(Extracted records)
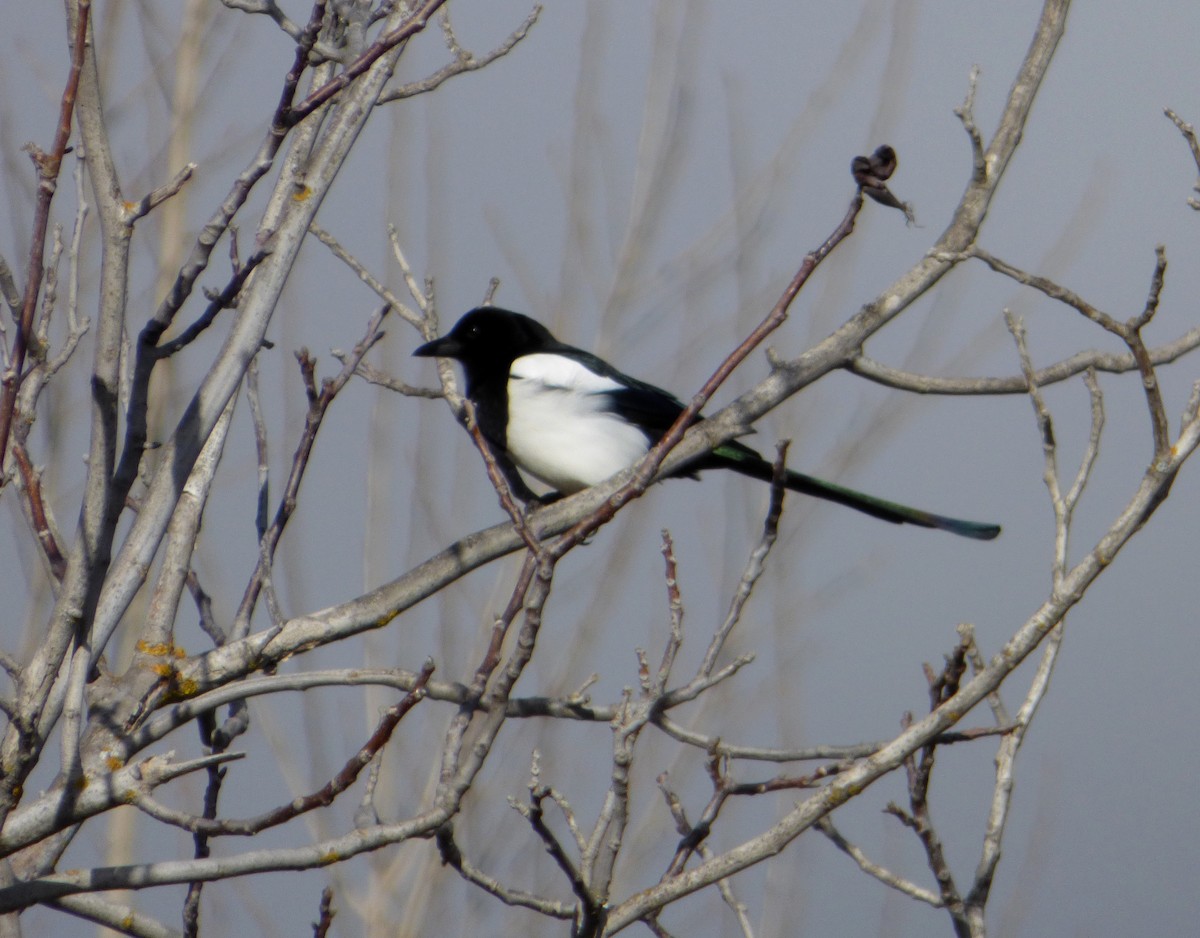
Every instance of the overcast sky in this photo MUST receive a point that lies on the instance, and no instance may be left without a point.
(645, 179)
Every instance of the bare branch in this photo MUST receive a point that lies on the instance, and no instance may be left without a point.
(463, 61)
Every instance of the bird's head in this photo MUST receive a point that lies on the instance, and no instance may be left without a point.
(489, 335)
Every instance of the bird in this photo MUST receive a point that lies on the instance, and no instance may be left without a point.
(571, 420)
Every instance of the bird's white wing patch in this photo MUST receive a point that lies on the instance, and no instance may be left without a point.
(561, 428)
(562, 373)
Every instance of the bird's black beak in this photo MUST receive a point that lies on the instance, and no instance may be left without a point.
(441, 348)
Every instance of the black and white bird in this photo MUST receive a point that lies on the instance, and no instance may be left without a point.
(571, 420)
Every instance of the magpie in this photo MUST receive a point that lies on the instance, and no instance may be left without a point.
(571, 420)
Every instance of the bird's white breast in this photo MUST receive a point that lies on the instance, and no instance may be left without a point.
(559, 427)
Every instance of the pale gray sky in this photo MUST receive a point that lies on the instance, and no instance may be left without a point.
(539, 170)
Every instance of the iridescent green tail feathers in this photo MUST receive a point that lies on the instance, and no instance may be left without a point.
(745, 461)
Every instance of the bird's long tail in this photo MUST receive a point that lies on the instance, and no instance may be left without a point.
(743, 460)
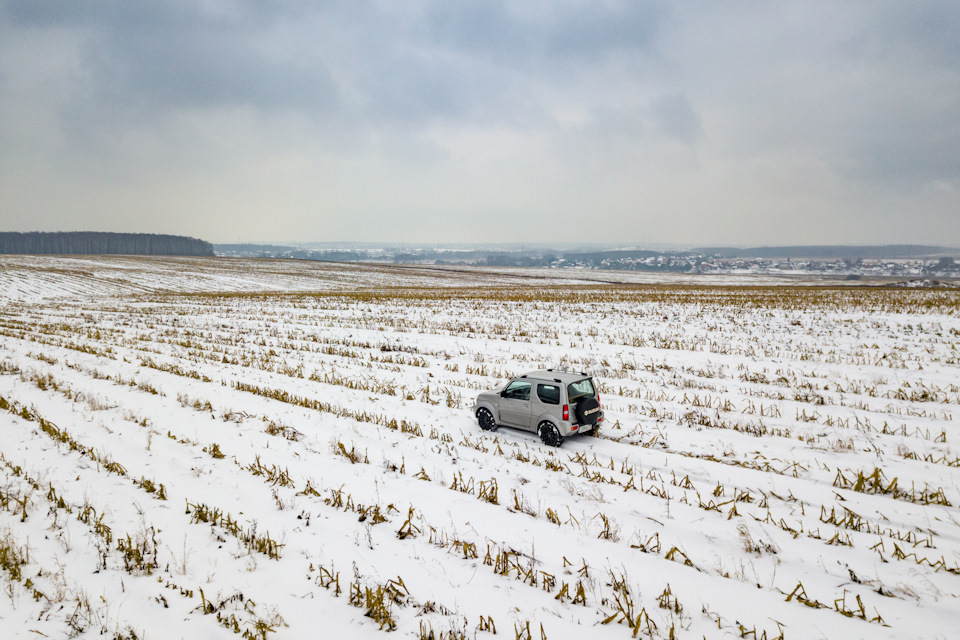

> About this task
Without any pictures, return the entries exactly as given.

> Written answer
Every instance of the overcast sky in this photo MUST receive a point that lies on the instance, and no instance may be left without a point.
(645, 179)
Every instance of the bare branch in this photo MUST receive a point that lies on the instance, and no instance may be left without a point.
(463, 61)
Every instance of the bird's head in this photo MUST receive a point that lies on the instance, and no instance may be left without a point.
(489, 335)
Every instance of the bird in this photo MUST receive a point that lies on the instance, and no instance may be left without a point.
(571, 420)
Every instance of the bird's white wing patch in this photo MUST receive a point that lies on the instance, and no instance may be left without a point.
(561, 428)
(562, 373)
Every instance of the bird's black beak in this photo MUST receive a point that lies on the instance, and no instance may be left without a point.
(441, 348)
Every instance of the black and white bird in this photo MUST receive a point that lies on the instance, and no instance may be left without a point.
(571, 420)
Every instance of the magpie in this photo MUST receive a point that lies on the instance, and no instance may be left without a point.
(571, 420)
Every instance of the bird's white breast in this photo MUST receive a point that lies on the instance, and no instance may be left without a point.
(559, 427)
Every instance of the pale gray sky in this photo MUST receive a point that lies on the instance, and no instance may be left without a point.
(539, 170)
Every instance of the iridescent green tail feathers in this photo MUST receive a point that lies on the instance, and no instance may be left without a point.
(745, 461)
Every instance of the bird's long tail in this photo MUST receive a point that lies on the instance, and no instance may be left without a point.
(743, 460)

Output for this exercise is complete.